Dataset rows:
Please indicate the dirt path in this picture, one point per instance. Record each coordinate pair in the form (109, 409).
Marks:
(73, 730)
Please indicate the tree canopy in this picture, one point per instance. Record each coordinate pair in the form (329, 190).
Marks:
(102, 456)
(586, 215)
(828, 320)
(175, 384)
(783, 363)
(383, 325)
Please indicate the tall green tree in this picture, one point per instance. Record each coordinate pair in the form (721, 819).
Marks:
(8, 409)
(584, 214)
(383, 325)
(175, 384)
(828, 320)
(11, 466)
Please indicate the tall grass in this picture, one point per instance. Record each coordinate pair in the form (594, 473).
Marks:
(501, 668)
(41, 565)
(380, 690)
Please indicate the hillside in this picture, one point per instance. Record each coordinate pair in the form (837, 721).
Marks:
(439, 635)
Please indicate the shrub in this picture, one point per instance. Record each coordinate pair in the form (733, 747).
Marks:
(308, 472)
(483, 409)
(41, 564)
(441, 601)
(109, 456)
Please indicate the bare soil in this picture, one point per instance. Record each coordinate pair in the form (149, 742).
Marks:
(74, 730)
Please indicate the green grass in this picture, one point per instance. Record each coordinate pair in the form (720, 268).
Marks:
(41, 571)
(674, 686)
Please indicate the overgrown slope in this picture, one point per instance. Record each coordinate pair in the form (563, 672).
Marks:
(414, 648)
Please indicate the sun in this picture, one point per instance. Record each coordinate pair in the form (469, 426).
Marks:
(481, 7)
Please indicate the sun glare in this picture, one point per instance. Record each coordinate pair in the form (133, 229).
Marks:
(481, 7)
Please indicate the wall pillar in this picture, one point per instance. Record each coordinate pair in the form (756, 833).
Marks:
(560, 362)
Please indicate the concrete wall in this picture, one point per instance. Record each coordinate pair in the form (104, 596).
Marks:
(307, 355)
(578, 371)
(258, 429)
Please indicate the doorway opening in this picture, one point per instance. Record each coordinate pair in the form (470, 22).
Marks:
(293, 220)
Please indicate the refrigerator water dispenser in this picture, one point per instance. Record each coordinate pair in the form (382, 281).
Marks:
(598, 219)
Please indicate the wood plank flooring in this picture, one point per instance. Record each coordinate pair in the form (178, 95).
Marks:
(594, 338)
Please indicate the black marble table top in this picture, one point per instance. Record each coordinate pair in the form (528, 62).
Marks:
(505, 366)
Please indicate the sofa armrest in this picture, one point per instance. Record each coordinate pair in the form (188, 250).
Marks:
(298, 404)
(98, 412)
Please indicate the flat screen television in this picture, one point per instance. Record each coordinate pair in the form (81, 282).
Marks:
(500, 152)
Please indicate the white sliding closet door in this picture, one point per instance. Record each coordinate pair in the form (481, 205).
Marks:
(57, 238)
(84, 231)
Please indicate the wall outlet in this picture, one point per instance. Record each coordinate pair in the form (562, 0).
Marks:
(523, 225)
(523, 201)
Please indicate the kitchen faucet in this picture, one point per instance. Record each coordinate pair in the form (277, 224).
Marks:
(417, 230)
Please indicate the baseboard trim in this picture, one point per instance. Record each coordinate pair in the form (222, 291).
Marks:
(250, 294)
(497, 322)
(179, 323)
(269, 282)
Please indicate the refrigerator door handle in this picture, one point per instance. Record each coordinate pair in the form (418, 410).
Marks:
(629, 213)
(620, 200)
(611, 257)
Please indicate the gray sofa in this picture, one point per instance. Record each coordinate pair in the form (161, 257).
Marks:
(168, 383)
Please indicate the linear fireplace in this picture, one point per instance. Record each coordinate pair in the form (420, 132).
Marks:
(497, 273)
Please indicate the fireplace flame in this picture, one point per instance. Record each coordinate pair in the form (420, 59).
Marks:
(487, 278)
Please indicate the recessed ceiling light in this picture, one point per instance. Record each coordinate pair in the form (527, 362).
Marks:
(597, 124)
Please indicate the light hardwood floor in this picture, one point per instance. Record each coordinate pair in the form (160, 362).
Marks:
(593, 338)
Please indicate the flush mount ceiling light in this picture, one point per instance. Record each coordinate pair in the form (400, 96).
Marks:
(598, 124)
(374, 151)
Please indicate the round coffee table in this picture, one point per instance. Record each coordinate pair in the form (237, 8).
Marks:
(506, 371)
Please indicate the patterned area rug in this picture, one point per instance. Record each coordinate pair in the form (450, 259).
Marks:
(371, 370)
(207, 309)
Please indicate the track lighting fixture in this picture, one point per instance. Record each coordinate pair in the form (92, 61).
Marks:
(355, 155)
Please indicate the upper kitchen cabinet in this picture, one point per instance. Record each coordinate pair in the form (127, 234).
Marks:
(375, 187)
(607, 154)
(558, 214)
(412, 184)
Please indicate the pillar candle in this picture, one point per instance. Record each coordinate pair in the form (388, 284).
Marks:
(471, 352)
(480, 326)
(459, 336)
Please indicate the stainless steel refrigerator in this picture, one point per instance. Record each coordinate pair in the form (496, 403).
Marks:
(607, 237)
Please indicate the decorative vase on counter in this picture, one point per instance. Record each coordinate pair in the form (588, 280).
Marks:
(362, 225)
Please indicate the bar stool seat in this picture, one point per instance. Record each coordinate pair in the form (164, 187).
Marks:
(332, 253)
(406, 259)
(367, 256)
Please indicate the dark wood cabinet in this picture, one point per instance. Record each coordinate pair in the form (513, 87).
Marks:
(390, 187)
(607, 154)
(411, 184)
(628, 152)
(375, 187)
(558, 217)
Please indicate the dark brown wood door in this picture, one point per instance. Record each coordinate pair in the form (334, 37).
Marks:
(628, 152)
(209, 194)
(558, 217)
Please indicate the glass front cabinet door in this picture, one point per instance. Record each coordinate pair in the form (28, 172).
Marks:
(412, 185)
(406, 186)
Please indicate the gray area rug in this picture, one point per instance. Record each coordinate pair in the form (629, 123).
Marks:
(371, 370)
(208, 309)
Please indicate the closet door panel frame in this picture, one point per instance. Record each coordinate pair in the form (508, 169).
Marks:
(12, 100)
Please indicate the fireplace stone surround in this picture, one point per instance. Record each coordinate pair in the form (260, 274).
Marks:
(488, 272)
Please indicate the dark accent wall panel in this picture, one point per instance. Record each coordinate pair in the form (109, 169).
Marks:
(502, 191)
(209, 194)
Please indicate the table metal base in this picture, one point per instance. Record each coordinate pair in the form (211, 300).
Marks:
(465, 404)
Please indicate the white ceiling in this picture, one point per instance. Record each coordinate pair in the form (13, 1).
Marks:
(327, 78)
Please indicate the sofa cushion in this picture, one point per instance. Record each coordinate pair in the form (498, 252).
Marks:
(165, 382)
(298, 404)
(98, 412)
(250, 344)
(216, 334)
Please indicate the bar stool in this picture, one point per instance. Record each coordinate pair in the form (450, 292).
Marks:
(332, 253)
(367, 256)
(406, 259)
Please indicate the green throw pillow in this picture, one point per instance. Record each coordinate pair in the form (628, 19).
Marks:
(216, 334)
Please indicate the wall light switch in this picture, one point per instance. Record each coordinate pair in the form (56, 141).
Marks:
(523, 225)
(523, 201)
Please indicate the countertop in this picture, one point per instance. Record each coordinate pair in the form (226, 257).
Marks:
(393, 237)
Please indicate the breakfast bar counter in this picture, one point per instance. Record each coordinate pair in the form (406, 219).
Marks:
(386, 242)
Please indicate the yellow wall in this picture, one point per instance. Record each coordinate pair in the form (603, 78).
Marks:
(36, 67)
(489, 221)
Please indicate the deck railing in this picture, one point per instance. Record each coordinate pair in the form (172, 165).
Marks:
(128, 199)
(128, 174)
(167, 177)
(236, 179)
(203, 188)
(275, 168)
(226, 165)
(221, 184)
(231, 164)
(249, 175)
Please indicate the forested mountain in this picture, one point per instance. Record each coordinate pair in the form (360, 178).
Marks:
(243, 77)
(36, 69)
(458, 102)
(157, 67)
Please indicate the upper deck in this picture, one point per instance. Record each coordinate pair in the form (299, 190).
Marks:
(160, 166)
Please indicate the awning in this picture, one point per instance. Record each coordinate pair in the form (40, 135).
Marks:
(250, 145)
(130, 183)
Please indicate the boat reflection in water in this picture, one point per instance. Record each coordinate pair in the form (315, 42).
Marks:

Stated task: Render the data as a Markdown table with the columns "Index" and "Content." Start at the line containing "Please indicate the boat", end at the last line of the data, number each row, and leave out blank lines.

Response:
| Index | Content |
|---|---|
| 1 | Please indicate the boat reflection in water in this picture, one point per instance. Record each coordinate pair in the form (315, 42). |
| 2 | Marks: |